Position annotation rows
>> start

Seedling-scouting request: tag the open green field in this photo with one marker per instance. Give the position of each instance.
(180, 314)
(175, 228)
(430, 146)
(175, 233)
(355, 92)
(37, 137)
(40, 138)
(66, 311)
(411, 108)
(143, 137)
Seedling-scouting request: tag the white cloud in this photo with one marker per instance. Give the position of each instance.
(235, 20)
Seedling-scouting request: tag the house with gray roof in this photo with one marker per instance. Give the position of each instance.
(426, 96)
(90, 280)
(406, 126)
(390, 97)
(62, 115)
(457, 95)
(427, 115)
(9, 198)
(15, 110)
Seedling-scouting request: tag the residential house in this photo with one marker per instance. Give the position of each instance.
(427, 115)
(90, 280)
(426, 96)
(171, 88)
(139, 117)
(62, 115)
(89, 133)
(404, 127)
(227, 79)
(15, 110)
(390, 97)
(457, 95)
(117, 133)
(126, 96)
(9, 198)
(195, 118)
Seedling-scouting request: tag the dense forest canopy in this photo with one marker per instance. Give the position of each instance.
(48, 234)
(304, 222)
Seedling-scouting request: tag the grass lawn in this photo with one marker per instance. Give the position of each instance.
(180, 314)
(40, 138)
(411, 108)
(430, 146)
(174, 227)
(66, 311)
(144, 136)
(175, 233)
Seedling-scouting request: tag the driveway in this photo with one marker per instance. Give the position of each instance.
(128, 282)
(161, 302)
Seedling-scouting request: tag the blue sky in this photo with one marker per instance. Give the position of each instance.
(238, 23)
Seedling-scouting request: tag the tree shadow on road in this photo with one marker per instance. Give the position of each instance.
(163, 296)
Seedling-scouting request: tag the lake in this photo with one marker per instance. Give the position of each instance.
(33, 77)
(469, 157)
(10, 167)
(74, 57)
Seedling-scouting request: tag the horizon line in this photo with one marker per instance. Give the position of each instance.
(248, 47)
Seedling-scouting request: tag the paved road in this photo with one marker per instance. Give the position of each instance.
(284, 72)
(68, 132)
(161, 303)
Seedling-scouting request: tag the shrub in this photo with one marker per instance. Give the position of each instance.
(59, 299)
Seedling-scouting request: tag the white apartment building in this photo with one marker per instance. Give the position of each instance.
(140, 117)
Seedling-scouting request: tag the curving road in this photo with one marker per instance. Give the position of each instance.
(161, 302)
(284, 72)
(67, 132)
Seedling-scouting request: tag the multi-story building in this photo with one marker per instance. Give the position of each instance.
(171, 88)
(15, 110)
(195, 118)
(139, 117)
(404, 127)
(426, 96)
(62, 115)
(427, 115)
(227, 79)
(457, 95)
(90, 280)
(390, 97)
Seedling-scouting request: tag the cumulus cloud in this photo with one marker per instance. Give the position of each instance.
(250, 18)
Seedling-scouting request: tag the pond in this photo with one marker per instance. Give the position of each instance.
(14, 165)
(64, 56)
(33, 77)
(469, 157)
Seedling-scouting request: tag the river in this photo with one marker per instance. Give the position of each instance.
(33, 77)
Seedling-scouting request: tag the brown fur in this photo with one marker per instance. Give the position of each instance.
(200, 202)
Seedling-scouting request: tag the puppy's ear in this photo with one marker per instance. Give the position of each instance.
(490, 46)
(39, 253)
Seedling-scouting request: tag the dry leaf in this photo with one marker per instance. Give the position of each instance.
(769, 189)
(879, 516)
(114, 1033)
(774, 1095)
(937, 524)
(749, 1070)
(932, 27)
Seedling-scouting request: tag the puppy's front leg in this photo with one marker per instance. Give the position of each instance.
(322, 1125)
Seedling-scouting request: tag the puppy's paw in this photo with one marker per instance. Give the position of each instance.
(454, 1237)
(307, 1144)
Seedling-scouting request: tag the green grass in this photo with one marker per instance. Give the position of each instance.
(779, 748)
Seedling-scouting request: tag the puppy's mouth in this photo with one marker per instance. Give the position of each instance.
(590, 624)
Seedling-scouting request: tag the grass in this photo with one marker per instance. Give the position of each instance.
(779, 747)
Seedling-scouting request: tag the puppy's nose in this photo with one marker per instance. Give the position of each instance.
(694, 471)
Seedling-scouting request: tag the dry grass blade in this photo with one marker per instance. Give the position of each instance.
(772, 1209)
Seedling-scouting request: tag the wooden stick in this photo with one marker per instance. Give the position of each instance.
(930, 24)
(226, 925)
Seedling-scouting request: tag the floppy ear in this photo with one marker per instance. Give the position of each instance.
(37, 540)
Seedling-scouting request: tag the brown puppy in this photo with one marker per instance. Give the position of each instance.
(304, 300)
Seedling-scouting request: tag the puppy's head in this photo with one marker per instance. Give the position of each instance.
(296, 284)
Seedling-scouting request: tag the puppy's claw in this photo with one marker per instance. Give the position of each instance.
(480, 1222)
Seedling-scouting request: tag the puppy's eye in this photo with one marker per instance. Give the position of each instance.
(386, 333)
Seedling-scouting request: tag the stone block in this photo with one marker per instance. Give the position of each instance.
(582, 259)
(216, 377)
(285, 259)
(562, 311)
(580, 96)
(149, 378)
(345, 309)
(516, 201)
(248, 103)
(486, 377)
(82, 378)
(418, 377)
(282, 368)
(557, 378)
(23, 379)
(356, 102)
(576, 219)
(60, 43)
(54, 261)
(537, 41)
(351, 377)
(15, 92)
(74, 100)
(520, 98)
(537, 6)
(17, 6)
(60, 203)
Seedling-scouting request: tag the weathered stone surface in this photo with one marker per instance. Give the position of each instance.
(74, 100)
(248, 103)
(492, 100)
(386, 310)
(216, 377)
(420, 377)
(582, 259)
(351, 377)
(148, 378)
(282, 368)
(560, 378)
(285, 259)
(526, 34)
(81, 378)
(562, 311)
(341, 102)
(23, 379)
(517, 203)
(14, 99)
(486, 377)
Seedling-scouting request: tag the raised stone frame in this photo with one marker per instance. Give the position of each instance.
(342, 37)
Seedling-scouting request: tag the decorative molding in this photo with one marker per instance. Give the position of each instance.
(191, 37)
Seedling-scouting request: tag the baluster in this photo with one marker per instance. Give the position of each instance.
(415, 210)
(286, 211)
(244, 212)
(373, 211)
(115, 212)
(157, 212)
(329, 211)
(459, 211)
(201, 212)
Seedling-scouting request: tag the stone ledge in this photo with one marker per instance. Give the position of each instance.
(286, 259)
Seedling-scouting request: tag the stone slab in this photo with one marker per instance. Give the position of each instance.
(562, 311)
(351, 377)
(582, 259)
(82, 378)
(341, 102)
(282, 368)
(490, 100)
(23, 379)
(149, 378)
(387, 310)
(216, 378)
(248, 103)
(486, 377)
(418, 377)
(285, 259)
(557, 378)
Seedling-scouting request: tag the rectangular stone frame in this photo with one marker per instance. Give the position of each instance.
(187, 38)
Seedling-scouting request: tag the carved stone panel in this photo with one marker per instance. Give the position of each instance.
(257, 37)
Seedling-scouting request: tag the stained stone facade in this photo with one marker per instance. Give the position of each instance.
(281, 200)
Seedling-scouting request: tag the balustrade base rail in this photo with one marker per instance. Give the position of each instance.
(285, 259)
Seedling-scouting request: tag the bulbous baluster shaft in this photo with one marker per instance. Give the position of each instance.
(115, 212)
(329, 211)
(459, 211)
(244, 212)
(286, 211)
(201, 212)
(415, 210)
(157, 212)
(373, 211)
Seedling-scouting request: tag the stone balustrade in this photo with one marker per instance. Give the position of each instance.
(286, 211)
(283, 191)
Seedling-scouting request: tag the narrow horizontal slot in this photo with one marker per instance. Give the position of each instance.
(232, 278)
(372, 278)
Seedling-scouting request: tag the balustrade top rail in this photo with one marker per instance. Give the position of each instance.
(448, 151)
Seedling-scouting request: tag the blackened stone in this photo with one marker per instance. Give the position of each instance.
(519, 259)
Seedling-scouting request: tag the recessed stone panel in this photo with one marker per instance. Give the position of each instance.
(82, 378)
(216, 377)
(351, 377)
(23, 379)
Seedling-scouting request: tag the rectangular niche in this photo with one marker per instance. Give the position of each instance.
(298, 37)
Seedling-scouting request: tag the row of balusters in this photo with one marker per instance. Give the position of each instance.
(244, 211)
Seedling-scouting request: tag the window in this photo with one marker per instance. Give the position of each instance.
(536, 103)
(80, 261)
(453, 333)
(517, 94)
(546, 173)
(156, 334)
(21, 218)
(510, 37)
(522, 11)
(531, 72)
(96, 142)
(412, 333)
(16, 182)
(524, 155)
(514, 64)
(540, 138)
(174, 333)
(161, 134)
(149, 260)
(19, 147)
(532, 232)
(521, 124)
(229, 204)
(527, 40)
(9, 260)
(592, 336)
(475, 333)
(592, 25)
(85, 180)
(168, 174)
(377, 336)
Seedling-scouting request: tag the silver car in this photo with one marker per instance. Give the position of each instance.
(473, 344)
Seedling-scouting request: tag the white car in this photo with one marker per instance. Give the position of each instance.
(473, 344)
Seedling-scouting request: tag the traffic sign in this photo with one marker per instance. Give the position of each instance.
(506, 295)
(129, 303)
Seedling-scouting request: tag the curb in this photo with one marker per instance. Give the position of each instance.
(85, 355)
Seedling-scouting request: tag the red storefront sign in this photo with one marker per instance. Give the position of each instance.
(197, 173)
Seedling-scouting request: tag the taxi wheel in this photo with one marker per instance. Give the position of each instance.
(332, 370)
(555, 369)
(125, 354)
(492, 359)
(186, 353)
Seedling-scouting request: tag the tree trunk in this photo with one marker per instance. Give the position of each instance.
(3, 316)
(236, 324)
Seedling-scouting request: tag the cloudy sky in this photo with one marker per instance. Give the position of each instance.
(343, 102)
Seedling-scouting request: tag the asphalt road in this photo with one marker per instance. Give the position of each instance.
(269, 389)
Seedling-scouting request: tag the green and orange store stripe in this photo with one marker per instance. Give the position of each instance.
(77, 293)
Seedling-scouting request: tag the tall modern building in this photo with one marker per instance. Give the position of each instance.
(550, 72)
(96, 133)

>> end

Goal: Can you copy out the rows from the line containing "Seedling-scouting request: tag the puppy's paw" through the line containing "(480, 1222)", both included, without any change?

Output for this exercise:
Seedling-scouting request: tag the puppy's paw in this photo with one marker per instance. Give the position of each instance.
(454, 1237)
(307, 1144)
Seedling-scouting request: tag the green grass in this photo with one marker per instance. Give the position of each instance.
(779, 748)
Seedling-scouting request: tag the puppy's mouth in this photo with one marker per instance. Give the position of each instance.
(590, 624)
Seedling-scouting request: tag the grass in this photo with one marker per instance. Give the position of each instance.
(779, 747)
Seedling-scouting request: tag the puppy's nose in this photo with one marker per instance. Give the position of each instance.
(694, 471)
Seedling-scouting request: tag the dry grass blade in this photo with one marker per instance. Give the position of each instance.
(772, 1209)
Seedling-scouting request: tag the wooden stick in this photo with one marker per instance. Give the position of each instance.
(930, 24)
(226, 925)
Seedling-scouting request: tag the floppy ear in this photo with one marker per instance. Give the position of each instance.
(37, 540)
Seedling-scouting request: tag the brown puppy in this photo with one marker per instance. Give the position of each instance.
(304, 300)
Seedling-scouting request: tag the puppy's head in this photo with one marker per instance. Give the position of each instance.
(296, 284)
Seedling-scouting request: tag the puppy's claw in this photo with one marker per instance. Give the position of each instance.
(480, 1222)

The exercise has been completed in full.